- **Stated task**:
Reproduce every record below word for word, leaving the pictures out of your answer.

- **Stored data entries**:
↓

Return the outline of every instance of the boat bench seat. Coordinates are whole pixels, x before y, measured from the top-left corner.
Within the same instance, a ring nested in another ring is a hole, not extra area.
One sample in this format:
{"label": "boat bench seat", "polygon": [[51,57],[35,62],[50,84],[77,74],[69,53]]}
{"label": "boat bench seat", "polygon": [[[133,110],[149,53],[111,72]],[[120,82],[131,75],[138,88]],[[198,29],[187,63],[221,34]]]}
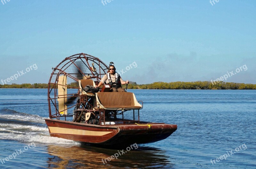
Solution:
{"label": "boat bench seat", "polygon": [[139,109],[142,107],[132,93],[105,92],[96,94],[96,101],[99,103],[100,108],[103,109]]}
{"label": "boat bench seat", "polygon": [[94,94],[91,93],[86,92],[83,90],[83,89],[87,85],[95,86],[95,83],[92,79],[82,79],[79,80],[79,88],[80,89],[80,94],[82,95],[87,95],[89,96],[94,96]]}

↑

- **Solved problem**:
Return the outline of every instance of the boat bench seat. Coordinates are whole pixels, x before y, measured from the top-left corner.
Within the same instance, a ring nested in another ring is a hole, not extra area.
One sample in this format:
{"label": "boat bench seat", "polygon": [[51,57],[35,62],[50,84],[77,74],[69,53]]}
{"label": "boat bench seat", "polygon": [[[133,110],[149,53],[111,72]],[[120,82],[131,75],[138,88]],[[198,29],[187,63],[221,34]]]}
Solution:
{"label": "boat bench seat", "polygon": [[139,109],[142,107],[132,93],[105,92],[96,94],[96,101],[99,103],[100,108],[103,109]]}
{"label": "boat bench seat", "polygon": [[94,94],[91,93],[86,92],[83,90],[83,89],[87,85],[95,86],[95,83],[92,79],[82,79],[79,80],[79,88],[80,89],[80,94],[82,95],[87,95],[89,96],[94,96]]}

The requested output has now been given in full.